**Excerpts of location labeling data:**
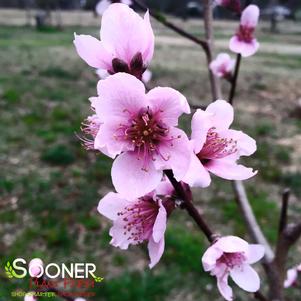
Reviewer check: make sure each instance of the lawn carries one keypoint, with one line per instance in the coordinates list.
(50, 186)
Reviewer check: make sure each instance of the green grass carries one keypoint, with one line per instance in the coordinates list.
(56, 184)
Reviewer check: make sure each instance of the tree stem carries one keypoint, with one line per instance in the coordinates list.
(188, 205)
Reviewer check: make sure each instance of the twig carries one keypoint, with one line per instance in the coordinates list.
(234, 79)
(160, 18)
(249, 217)
(188, 205)
(283, 215)
(214, 82)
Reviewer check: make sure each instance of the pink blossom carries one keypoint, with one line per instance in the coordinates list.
(30, 297)
(223, 65)
(146, 76)
(292, 276)
(139, 220)
(230, 4)
(127, 42)
(90, 127)
(232, 256)
(243, 41)
(141, 129)
(36, 267)
(216, 148)
(103, 5)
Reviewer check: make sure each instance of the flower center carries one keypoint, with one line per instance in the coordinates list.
(146, 133)
(90, 128)
(245, 33)
(139, 219)
(232, 259)
(216, 147)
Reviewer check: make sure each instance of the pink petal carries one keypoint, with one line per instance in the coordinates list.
(111, 204)
(130, 180)
(127, 33)
(230, 170)
(245, 49)
(155, 251)
(255, 253)
(174, 154)
(169, 103)
(101, 6)
(107, 143)
(246, 278)
(147, 76)
(232, 244)
(119, 240)
(197, 175)
(210, 257)
(222, 114)
(120, 96)
(200, 124)
(160, 224)
(92, 51)
(224, 288)
(246, 145)
(102, 73)
(250, 16)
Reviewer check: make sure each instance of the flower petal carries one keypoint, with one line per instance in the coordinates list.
(229, 169)
(119, 239)
(222, 114)
(200, 125)
(210, 257)
(232, 244)
(255, 253)
(155, 251)
(106, 142)
(101, 6)
(160, 224)
(130, 180)
(111, 204)
(291, 277)
(245, 49)
(250, 16)
(120, 96)
(92, 51)
(224, 288)
(127, 33)
(174, 154)
(197, 175)
(246, 278)
(168, 103)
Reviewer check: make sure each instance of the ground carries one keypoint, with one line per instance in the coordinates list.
(50, 186)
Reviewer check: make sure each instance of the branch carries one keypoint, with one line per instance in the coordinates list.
(283, 215)
(234, 79)
(249, 217)
(214, 82)
(160, 18)
(188, 205)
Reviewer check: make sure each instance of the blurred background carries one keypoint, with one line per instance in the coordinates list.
(50, 186)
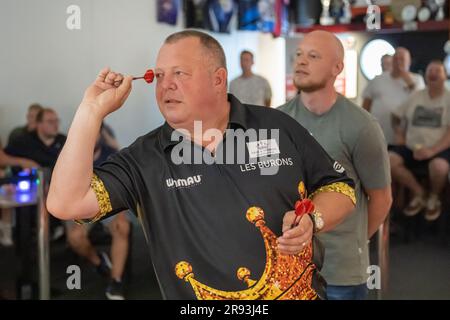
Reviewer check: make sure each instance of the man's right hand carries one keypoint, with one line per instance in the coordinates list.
(103, 96)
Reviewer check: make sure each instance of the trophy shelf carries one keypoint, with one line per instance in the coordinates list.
(431, 25)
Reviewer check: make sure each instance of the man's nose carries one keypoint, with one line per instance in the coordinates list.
(167, 82)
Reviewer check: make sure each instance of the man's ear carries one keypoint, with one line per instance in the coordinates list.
(220, 77)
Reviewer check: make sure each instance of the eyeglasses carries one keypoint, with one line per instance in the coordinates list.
(52, 121)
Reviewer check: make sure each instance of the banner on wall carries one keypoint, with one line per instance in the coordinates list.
(213, 15)
(167, 11)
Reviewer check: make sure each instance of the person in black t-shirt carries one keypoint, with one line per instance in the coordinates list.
(211, 226)
(119, 228)
(41, 145)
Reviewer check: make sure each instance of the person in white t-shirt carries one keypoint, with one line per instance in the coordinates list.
(390, 89)
(424, 142)
(250, 88)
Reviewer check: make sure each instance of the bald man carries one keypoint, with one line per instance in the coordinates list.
(194, 214)
(390, 89)
(424, 143)
(354, 139)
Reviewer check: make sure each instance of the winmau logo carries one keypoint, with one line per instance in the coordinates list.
(184, 183)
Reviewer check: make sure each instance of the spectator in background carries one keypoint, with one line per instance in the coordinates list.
(250, 88)
(390, 89)
(424, 142)
(32, 113)
(6, 214)
(43, 144)
(386, 63)
(354, 139)
(119, 227)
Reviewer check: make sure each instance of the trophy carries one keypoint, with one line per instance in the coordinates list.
(346, 17)
(440, 15)
(325, 18)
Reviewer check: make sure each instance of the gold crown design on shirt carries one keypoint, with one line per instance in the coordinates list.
(285, 277)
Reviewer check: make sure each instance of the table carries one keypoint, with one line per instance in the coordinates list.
(22, 202)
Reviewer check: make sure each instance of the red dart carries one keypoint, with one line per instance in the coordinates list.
(148, 77)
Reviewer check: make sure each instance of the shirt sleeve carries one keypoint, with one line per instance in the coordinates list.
(370, 157)
(321, 172)
(420, 83)
(401, 110)
(368, 90)
(114, 185)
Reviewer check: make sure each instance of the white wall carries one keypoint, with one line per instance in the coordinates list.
(42, 61)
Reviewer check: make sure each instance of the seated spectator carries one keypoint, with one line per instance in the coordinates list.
(424, 141)
(43, 146)
(6, 214)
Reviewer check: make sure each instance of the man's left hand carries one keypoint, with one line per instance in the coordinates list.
(294, 240)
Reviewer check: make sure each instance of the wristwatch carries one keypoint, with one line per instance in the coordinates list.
(316, 218)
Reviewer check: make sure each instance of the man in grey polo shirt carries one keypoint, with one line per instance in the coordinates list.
(354, 139)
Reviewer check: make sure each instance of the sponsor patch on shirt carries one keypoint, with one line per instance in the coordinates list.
(338, 167)
(262, 148)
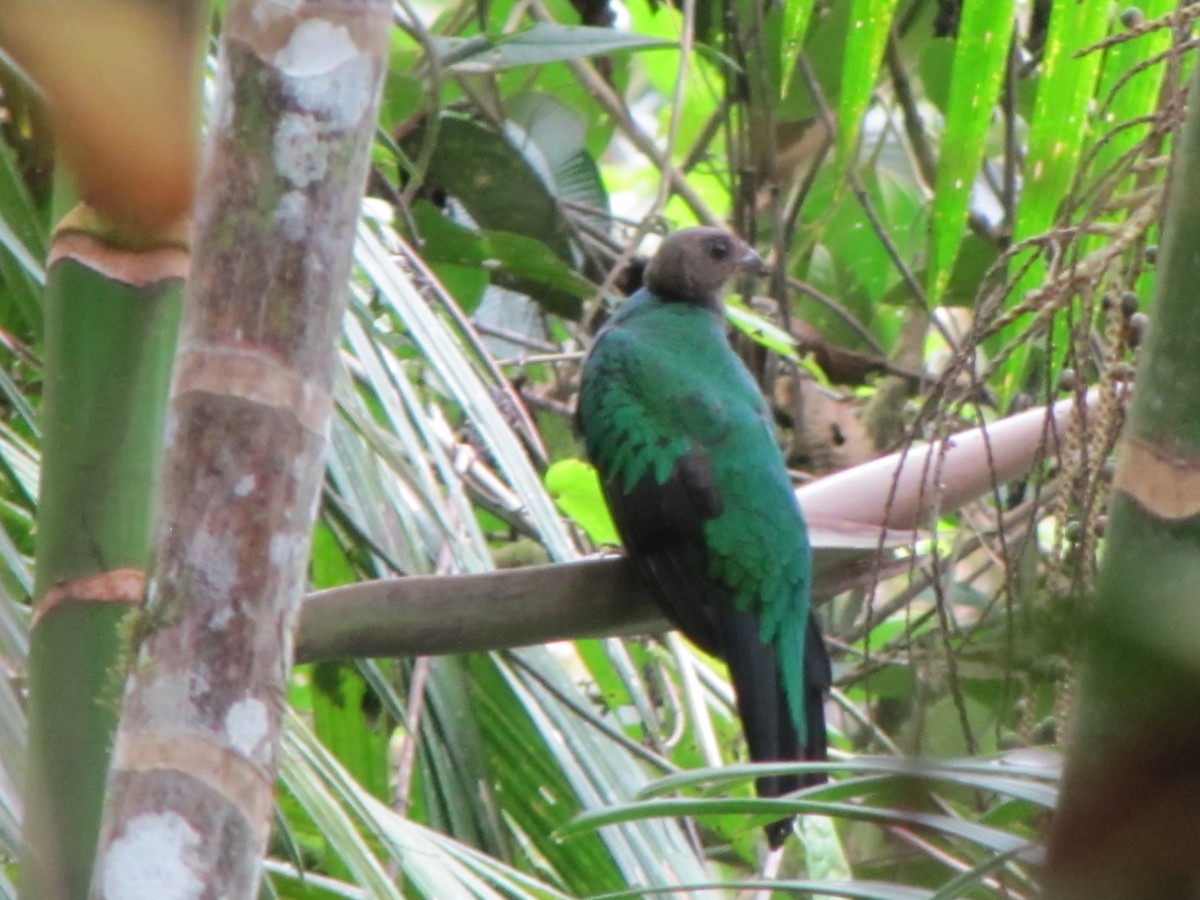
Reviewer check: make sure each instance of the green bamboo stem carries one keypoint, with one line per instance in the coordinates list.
(112, 317)
(1129, 817)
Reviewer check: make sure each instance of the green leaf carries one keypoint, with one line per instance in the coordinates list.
(348, 721)
(981, 60)
(575, 487)
(796, 25)
(870, 24)
(513, 203)
(761, 330)
(544, 42)
(1059, 126)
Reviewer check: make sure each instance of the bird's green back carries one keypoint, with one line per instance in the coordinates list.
(664, 383)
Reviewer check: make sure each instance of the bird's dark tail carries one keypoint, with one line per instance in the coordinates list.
(762, 706)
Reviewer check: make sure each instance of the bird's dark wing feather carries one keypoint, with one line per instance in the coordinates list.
(663, 528)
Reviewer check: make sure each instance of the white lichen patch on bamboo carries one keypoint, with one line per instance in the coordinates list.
(316, 47)
(154, 858)
(292, 215)
(263, 13)
(247, 726)
(1164, 485)
(301, 154)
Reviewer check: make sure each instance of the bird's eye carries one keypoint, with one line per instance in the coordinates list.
(719, 249)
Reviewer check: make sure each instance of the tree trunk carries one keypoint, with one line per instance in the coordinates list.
(196, 756)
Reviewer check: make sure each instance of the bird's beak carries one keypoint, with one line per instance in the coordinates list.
(751, 262)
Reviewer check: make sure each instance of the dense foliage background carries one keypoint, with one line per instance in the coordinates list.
(959, 203)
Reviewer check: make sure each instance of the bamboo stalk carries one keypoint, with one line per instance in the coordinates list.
(191, 787)
(1128, 822)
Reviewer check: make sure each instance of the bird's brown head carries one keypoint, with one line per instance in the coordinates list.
(694, 263)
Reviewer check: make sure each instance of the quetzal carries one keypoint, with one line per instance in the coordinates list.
(699, 491)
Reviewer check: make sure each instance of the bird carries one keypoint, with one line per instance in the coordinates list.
(697, 486)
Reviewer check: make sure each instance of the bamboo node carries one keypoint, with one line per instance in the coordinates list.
(1164, 485)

**TASK DIRECTIONS:** Nothing but the lines from the one with "Reviewer check: make sure each instance of the bamboo stalk" through the last line should be repeated, each exactly as it stands.

**FINAL ANSWER:**
Reviewer check: make sure each instance of the bamboo stalk carries one keypoint, with one line per instance in the coordinates list.
(191, 787)
(1128, 822)
Reviewer check: make sure each instance of the bird's brown head carries one keypoint, with one line per instance in the coordinates list.
(694, 263)
Reviewer check: make sure each instance of the quetzal carries one keypoint, with one line per instance in the coordinates list.
(699, 491)
Reviewer check: make sure each instance of the bird carries one keypoint, with one line per instance in the coordinates list.
(697, 486)
Reviewer check: make sure each instance of the bamboo node carries one keypoint, with one line per instance in the coordinates list.
(1164, 485)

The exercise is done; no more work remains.